Job 1: Print the stretch of the service discovery text from "TTL matters: short" through "agent (dev mode)", reproducing it word for word.

[[ Text open ]]

Outside Kubernetes: use Route 53 or any DNS server with health checks.

# Route 53 with health check
aws route53 create-health-check \
  --caller-reference $(date +%s) \
  --health-check-config '{
    "IPAddress": "10.0.0.10",
    "Port": 50051,
    "Type": "TCP",
    "RequestInterval": 10,
    "FailureThreshold": 3
  }'

# A record with health check — Route 53 removes failing instances
aws route53 change-resource-record-sets \
  --hosted-zone-id ZXXX \
  --change-batch '{
    "Changes": [{
      "Action": "CREATE",
      "ResourceRecordSet": {
        "Name": "order-service.internal",
        "Type": "A",
        "TTL": 30,
        "HealthCheckId": "abc-123",
        "ResourceRecords": [{"Value": "10.0.0.10"}]
      }
    }]
  }'

TTL matters: short TTL (30s) means clients discover failures quickly. Long TTL (5min) means stale DNS after a deploy. Keep internal DNS TTL at 10-30s.

Consul

Consul is a purpose-built service registry with health checks, KV store, and service mesh capabilities.

# Start Consul agent (dev mode)
consul agent -dev

# Production: 3-node cluster
consul agent \
  -server \
  -bootstrap-expect=3 \
  -datacenter=us-east-1 \
  -data-dir=/var/lib/consul \
  -bind=10.0.0.10 \
  -retry-join=10.0.0.11 \
  -retry-join=10.0.0.12

Service registration:

// /etc/consul.d/order-service.json
{
  "service": {
    "name": "order-service",
    "id": "order-service-1",
    "port": 50051,
    "tags": ["grpc", "v1"],
    "check": {
      "grpc": "localhost:50051",
      "interval": "10s",
      "deregister_critical_service_after": "1m"

[[ Text closed ]]

Job 2: Update the records from their start through the line containing "box: [80, 9, 210, 106]" by replacing "negative clicks" with "exclusion clicks", and leave everything else unchanged. Omit the pictures from your answer.

[[ Exercise materials open ]]

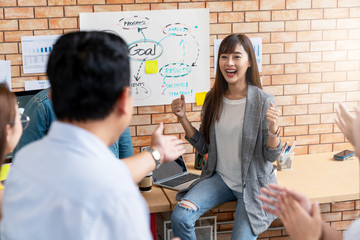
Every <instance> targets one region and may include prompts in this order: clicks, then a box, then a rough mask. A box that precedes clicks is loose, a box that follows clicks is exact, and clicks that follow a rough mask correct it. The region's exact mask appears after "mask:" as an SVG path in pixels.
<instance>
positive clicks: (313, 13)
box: [298, 9, 323, 20]
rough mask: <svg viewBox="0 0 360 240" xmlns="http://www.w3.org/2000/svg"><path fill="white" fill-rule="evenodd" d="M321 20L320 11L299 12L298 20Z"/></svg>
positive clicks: (301, 10)
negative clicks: (308, 19) (316, 19)
mask: <svg viewBox="0 0 360 240" xmlns="http://www.w3.org/2000/svg"><path fill="white" fill-rule="evenodd" d="M321 18H323V10H322V9H311V10H299V11H298V19H299V20H300V19H321Z"/></svg>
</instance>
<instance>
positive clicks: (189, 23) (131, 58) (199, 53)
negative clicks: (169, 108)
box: [80, 9, 210, 106]
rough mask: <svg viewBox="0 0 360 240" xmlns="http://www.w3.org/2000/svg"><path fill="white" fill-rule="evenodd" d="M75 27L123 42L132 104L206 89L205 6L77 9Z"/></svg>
mask: <svg viewBox="0 0 360 240" xmlns="http://www.w3.org/2000/svg"><path fill="white" fill-rule="evenodd" d="M80 30H82V31H84V30H98V31H106V32H111V33H114V34H117V35H119V36H121V37H122V38H123V39H124V40H125V41H126V42H127V44H128V48H129V56H130V64H131V79H130V87H131V93H132V97H133V99H134V105H135V106H148V105H164V104H170V103H171V101H172V100H173V99H175V98H179V97H180V96H181V94H183V95H184V96H185V99H186V102H187V103H192V102H195V94H196V93H198V92H206V91H208V90H209V89H210V50H209V10H208V9H184V10H159V11H137V12H108V13H103V12H101V13H80Z"/></svg>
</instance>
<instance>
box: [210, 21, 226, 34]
mask: <svg viewBox="0 0 360 240" xmlns="http://www.w3.org/2000/svg"><path fill="white" fill-rule="evenodd" d="M230 33H231V24H229V23H223V24H211V25H210V34H230Z"/></svg>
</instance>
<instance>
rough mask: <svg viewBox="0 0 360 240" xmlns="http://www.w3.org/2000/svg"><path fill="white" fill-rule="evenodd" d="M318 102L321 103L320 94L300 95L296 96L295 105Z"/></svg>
mask: <svg viewBox="0 0 360 240" xmlns="http://www.w3.org/2000/svg"><path fill="white" fill-rule="evenodd" d="M320 101H321V95H320V94H302V95H297V96H296V103H297V104H311V103H320Z"/></svg>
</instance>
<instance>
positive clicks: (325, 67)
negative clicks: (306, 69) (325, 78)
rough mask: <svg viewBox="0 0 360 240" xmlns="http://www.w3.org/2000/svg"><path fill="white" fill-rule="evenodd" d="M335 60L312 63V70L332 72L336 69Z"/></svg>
mask: <svg viewBox="0 0 360 240" xmlns="http://www.w3.org/2000/svg"><path fill="white" fill-rule="evenodd" d="M334 65H335V64H334V63H333V62H319V63H310V72H330V71H334V70H335V66H334Z"/></svg>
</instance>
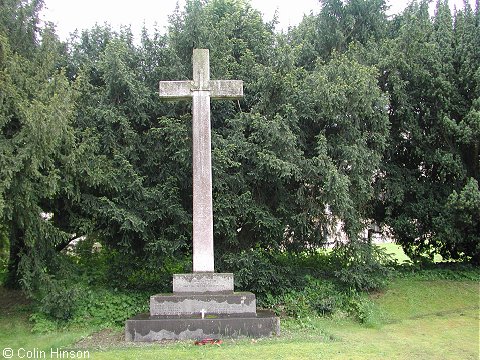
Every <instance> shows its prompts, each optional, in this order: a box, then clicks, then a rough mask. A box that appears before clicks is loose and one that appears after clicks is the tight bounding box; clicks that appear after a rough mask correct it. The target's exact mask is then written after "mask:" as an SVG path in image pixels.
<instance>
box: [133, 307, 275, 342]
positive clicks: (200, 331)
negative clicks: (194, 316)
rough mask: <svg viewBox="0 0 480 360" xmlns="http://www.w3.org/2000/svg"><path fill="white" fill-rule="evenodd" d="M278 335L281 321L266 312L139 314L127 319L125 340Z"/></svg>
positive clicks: (147, 340) (155, 339) (144, 339)
mask: <svg viewBox="0 0 480 360" xmlns="http://www.w3.org/2000/svg"><path fill="white" fill-rule="evenodd" d="M275 335H280V320H279V318H278V317H276V316H275V315H273V314H272V313H271V312H268V311H258V312H257V314H256V315H253V316H232V315H217V316H210V317H209V316H207V317H205V318H204V319H202V318H201V317H182V318H178V317H162V316H150V315H149V314H141V315H138V316H136V317H134V318H132V319H130V320H127V323H126V327H125V340H126V341H145V342H152V341H159V340H185V339H205V338H213V339H218V338H220V337H230V338H238V337H266V336H275Z"/></svg>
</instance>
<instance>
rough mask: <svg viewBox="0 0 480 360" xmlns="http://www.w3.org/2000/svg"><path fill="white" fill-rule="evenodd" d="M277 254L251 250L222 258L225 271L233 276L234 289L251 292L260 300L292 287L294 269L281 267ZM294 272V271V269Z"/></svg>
mask: <svg viewBox="0 0 480 360" xmlns="http://www.w3.org/2000/svg"><path fill="white" fill-rule="evenodd" d="M276 256H277V257H278V256H279V255H278V254H273V253H271V252H268V251H266V250H263V249H252V250H247V251H242V252H240V253H237V254H226V255H225V256H224V258H223V267H224V268H225V271H230V272H233V273H234V274H235V278H234V280H235V288H236V289H238V290H245V291H252V292H254V293H255V294H256V295H257V296H259V297H260V298H262V297H264V296H265V295H266V294H273V295H276V294H282V293H284V292H286V291H288V290H289V289H291V288H292V287H294V285H293V284H294V283H292V281H291V280H292V279H293V278H295V274H294V271H293V269H294V267H287V266H281V265H279V263H278V258H277V257H276ZM295 270H296V269H295Z"/></svg>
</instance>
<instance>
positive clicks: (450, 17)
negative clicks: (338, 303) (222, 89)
mask: <svg viewBox="0 0 480 360" xmlns="http://www.w3.org/2000/svg"><path fill="white" fill-rule="evenodd" d="M41 8H42V1H41V0H0V251H1V252H0V255H1V254H2V253H3V252H4V251H2V249H3V248H6V247H9V251H8V254H9V260H8V277H7V285H10V286H15V285H18V284H22V285H23V288H24V289H25V290H27V291H28V292H29V293H30V294H31V295H32V296H37V297H39V299H40V300H42V299H43V300H42V301H43V304H44V306H46V308H45V309H44V310H45V311H44V312H45V313H50V312H51V311H54V312H55V311H58V312H60V314H53V315H55V316H57V317H59V318H65V317H69V316H73V315H71V314H70V312H71V309H70V308H68V307H67V308H62V304H63V305H65V304H66V303H67V302H68V299H67V298H68V297H71V298H75V296H76V295H75V294H78V293H81V292H82V291H83V290H82V291H80V290H78V289H81V286H80V288H77V287H71V286H70V285H69V281H70V283H72V282H73V283H76V282H79V283H82V284H94V285H103V286H107V287H110V288H115V289H119V288H126V289H132V288H135V289H141V290H146V289H156V290H167V289H168V287H169V281H170V276H169V274H172V273H174V272H183V271H189V268H190V267H191V262H190V260H189V259H190V256H191V234H192V230H191V224H192V220H191V214H192V205H191V200H192V195H191V194H192V179H191V172H192V169H191V167H192V166H191V104H190V102H186V101H183V102H171V103H166V102H161V101H160V100H159V98H158V95H157V84H158V81H159V80H180V79H189V78H191V77H192V74H191V71H192V70H191V53H192V49H193V48H209V49H210V57H211V72H212V78H222V79H243V80H244V88H245V96H244V98H243V99H242V100H240V101H239V102H233V101H215V102H212V127H213V129H212V148H213V150H212V154H213V177H214V182H213V186H214V189H213V191H214V216H215V224H214V233H215V251H216V253H215V256H216V258H217V259H216V263H217V264H218V270H229V271H232V270H238V273H239V275H238V281H239V284H237V285H239V286H240V287H243V288H250V289H252V290H255V291H257V292H259V293H264V294H265V295H267V294H268V293H269V292H270V290H271V289H275V288H277V289H279V288H283V287H285V286H286V285H288V284H290V285H291V286H292V287H295V282H296V281H297V280H298V279H297V278H296V276H297V275H298V274H297V275H295V274H294V273H292V272H291V271H290V270H289V269H285V268H286V267H289V266H292V265H293V264H294V263H295V262H283V263H282V261H279V260H278V259H279V258H280V259H281V258H282V256H283V255H279V253H282V252H283V253H286V254H291V255H292V256H293V254H301V253H305V252H309V251H310V252H314V251H316V250H317V249H318V248H320V247H322V246H325V245H326V242H327V241H328V240H329V239H330V240H331V239H335V237H334V235H335V233H336V230H337V226H338V224H341V228H342V231H343V233H344V234H345V236H344V239H343V241H338V242H337V243H336V250H335V252H334V255H333V256H332V258H331V259H330V263H328V264H324V265H325V267H324V269H323V270H321V271H320V272H317V273H314V274H313V275H312V274H303V275H305V276H307V275H308V276H320V277H322V276H323V277H324V278H329V279H330V280H329V281H335V283H336V284H337V285H338V286H346V287H347V288H351V289H357V290H369V289H374V288H378V287H380V286H381V285H382V279H381V278H380V277H381V275H384V274H385V273H386V271H387V269H386V268H385V264H387V263H388V259H385V257H384V254H382V253H379V252H378V251H377V250H376V248H374V247H372V245H371V244H370V239H369V237H366V238H364V236H363V235H362V234H363V233H364V230H365V229H366V228H367V227H368V226H369V224H371V223H372V222H376V223H377V224H379V225H381V226H383V228H385V229H389V230H390V231H391V232H392V234H393V237H394V239H395V241H396V242H397V243H399V244H401V245H402V246H403V248H404V249H405V251H406V252H407V253H408V254H409V255H411V257H412V258H414V257H415V256H417V257H425V256H426V257H433V255H435V254H440V255H442V257H443V258H444V259H446V260H449V259H454V260H465V261H471V262H473V263H476V264H478V263H479V262H480V235H479V234H480V190H479V186H478V182H479V180H480V165H479V164H480V162H479V161H480V160H479V145H480V143H479V142H480V67H479V64H480V40H479V39H480V24H479V23H480V15H479V6H478V2H477V4H476V7H475V9H472V8H471V7H470V6H469V5H468V3H466V4H465V6H464V8H463V9H460V10H457V11H456V12H455V13H454V14H452V13H451V11H450V9H449V6H448V3H447V1H446V0H445V1H443V0H439V1H438V3H437V6H436V10H435V13H434V16H430V14H429V12H428V2H427V1H421V2H419V3H418V2H413V3H412V4H411V5H410V6H409V7H407V9H406V10H405V11H404V12H403V13H402V14H399V15H397V16H394V17H388V16H387V15H386V5H385V1H383V0H368V1H360V0H350V1H339V0H324V1H322V4H321V5H319V9H318V13H317V14H311V15H309V16H306V17H305V18H304V19H303V21H302V22H301V23H300V24H299V25H298V26H297V27H295V28H292V29H289V31H288V32H286V33H277V32H275V30H274V29H275V23H265V22H264V21H263V19H262V17H261V14H260V13H259V12H258V11H257V10H255V9H253V8H252V7H251V5H249V3H248V2H246V1H234V0H210V1H204V0H189V1H187V3H186V6H185V8H184V9H183V10H182V9H177V10H176V11H175V13H173V14H172V15H171V17H170V26H169V28H168V31H167V32H166V33H161V32H159V31H158V30H153V31H150V32H149V31H147V30H146V29H145V30H144V31H143V34H142V36H141V38H140V39H134V37H133V35H132V33H131V31H130V29H129V28H122V29H120V30H119V31H114V30H112V29H111V28H109V27H108V26H96V27H94V28H92V29H90V30H88V31H84V32H82V33H76V34H73V36H72V37H71V39H70V40H69V41H68V42H66V43H63V42H61V41H60V40H59V39H58V38H57V37H56V35H55V29H54V28H53V27H52V26H51V25H49V24H48V23H47V24H42V25H41V24H40V20H39V11H40V9H41ZM80 237H85V238H86V240H84V241H83V244H84V245H83V246H84V247H83V248H82V247H81V246H80V247H79V248H78V249H77V254H76V255H75V256H74V257H72V255H67V256H65V254H66V253H67V252H66V247H67V245H68V244H69V243H70V242H71V240H72V239H74V238H80ZM94 243H95V244H96V246H97V247H101V253H103V254H102V255H101V261H100V262H98V263H96V262H95V261H96V256H94V255H92V250H91V249H92V244H94ZM87 245H88V246H90V247H88V246H87ZM79 249H83V250H81V251H80V250H79ZM99 256H100V255H99ZM285 256H287V258H288V256H289V255H285ZM65 257H67V258H68V259H65ZM0 264H1V263H0ZM95 264H97V265H98V266H99V270H98V271H97V272H92V271H91V267H95ZM89 265H90V266H89ZM317 265H319V264H317ZM319 266H320V265H319ZM321 266H323V265H321ZM102 269H103V270H102ZM327 269H328V271H329V272H330V273H328V271H327ZM100 270H102V271H100ZM247 270H249V271H250V273H249V272H248V271H247ZM258 271H260V272H261V274H262V277H261V278H262V279H263V280H262V281H263V282H262V281H255V280H254V279H252V278H251V276H252V273H256V274H257V275H258ZM332 276H333V277H332ZM379 276H380V277H379ZM67 279H70V280H67ZM332 279H336V280H332ZM299 283H301V282H299ZM280 284H282V285H281V286H280ZM312 284H313V285H312ZM328 284H329V283H327V285H322V286H324V287H325V289H324V290H325V293H326V294H328V293H329V291H330V290H329V285H328ZM342 284H343V285H342ZM310 285H311V286H313V287H316V286H317V285H318V284H316V283H315V280H312V281H311V284H310ZM337 285H335V286H337ZM332 286H333V285H332ZM272 291H273V290H272ZM305 291H307V292H308V286H307V289H306V290H305ZM60 294H61V295H60ZM57 295H58V296H57ZM280 295H281V294H279V296H280ZM318 301H319V304H320V305H318V304H317V305H318V309H319V312H322V311H327V310H326V309H327V308H328V301H329V300H328V299H327V300H325V299H323V298H322V299H319V300H318ZM324 301H326V302H327V303H324ZM332 301H333V300H332ZM92 302H94V300H92ZM70 303H71V304H72V303H73V302H70ZM49 306H50V307H49ZM69 314H70V315H69Z"/></svg>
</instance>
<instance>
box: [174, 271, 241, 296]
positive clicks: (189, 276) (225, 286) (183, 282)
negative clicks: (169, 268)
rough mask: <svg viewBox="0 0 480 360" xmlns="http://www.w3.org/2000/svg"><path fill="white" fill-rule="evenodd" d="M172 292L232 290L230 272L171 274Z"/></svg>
mask: <svg viewBox="0 0 480 360" xmlns="http://www.w3.org/2000/svg"><path fill="white" fill-rule="evenodd" d="M173 292H174V293H186V292H188V293H205V292H233V274H231V273H192V274H174V275H173Z"/></svg>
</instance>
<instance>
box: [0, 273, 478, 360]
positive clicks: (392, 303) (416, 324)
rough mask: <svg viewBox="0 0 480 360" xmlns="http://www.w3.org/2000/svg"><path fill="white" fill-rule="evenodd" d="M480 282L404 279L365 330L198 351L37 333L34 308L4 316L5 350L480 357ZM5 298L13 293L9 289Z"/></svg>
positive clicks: (345, 355) (315, 321) (294, 336)
mask: <svg viewBox="0 0 480 360" xmlns="http://www.w3.org/2000/svg"><path fill="white" fill-rule="evenodd" d="M479 291H480V288H479V283H478V281H471V280H464V281H462V280H444V279H432V280H425V279H421V278H418V277H417V276H413V277H409V276H408V275H404V276H403V277H398V278H396V279H394V280H393V281H392V283H391V284H390V285H389V286H388V288H387V289H386V290H385V291H384V292H382V293H377V294H374V295H372V306H371V309H370V316H371V317H372V319H370V321H367V322H365V324H360V323H359V322H358V321H355V320H354V319H351V318H348V317H346V316H345V314H341V313H336V314H333V315H331V316H330V317H328V318H321V317H311V318H309V317H303V318H301V319H296V320H288V319H287V320H285V319H282V335H281V336H280V337H277V338H271V339H258V340H252V339H241V340H227V339H226V340H224V342H223V344H222V345H221V346H203V347H198V346H195V345H194V344H193V342H192V341H184V342H173V343H171V342H166V343H159V344H133V343H125V342H124V341H123V339H122V329H121V328H116V329H113V330H111V331H101V332H99V333H97V334H96V335H93V336H92V335H89V334H92V333H95V332H96V329H94V328H87V329H82V328H80V327H79V328H78V329H69V330H68V331H67V330H65V331H55V332H50V333H46V334H39V333H32V332H31V330H30V329H31V325H30V323H29V322H28V304H26V305H25V304H21V305H20V307H13V308H14V311H12V310H9V311H6V312H3V311H2V315H1V316H0V349H3V348H6V347H9V348H12V349H13V350H14V351H15V350H18V349H19V348H24V349H38V350H44V351H45V352H46V355H47V358H48V356H49V355H50V352H49V351H50V349H51V348H64V349H75V350H82V351H83V350H87V351H88V354H89V356H90V359H158V358H161V359H226V358H228V359H232V358H234V359H238V360H239V359H251V358H262V359H327V358H328V359H386V358H388V359H414V358H415V359H420V358H421V359H478V356H479V343H478V342H479ZM0 296H1V297H2V298H8V297H9V293H8V292H5V291H4V290H2V292H1V293H0Z"/></svg>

[[ Exercise materials closed ]]

Output 1:
TTL matters: short TTL (30s) means clients discover failures quickly. Long TTL (5min) means stale DNS after a deploy. Keep internal DNS TTL at 10-30s.

Consul

Consul is a purpose-built service registry with health checks, KV store, and service mesh capabilities.

# Start Consul agent (dev mode)

Output 2:
Every <instance> targets one region and may include prompts in this order: clicks, then a box, then a rough mask. A box that precedes clicks is loose, a box that follows clicks is exact, and clicks that follow a rough mask correct it. The region's exact mask appears after "mask:" as an SVG path in pixels.
<instance>
positive clicks: (313, 13)
box: [298, 9, 323, 20]
rough mask: <svg viewBox="0 0 360 240" xmlns="http://www.w3.org/2000/svg"><path fill="white" fill-rule="evenodd" d="M321 20L320 11L299 12L298 20Z"/></svg>
positive clicks: (301, 10)
exclusion clicks: (308, 19) (316, 19)
mask: <svg viewBox="0 0 360 240" xmlns="http://www.w3.org/2000/svg"><path fill="white" fill-rule="evenodd" d="M321 18H323V10H322V9H311V10H299V11H298V19H299V20H300V19H321Z"/></svg>
</instance>
<instance>
positive clicks: (189, 23) (131, 58) (199, 53)
exclusion clicks: (169, 108)
box: [80, 9, 210, 106]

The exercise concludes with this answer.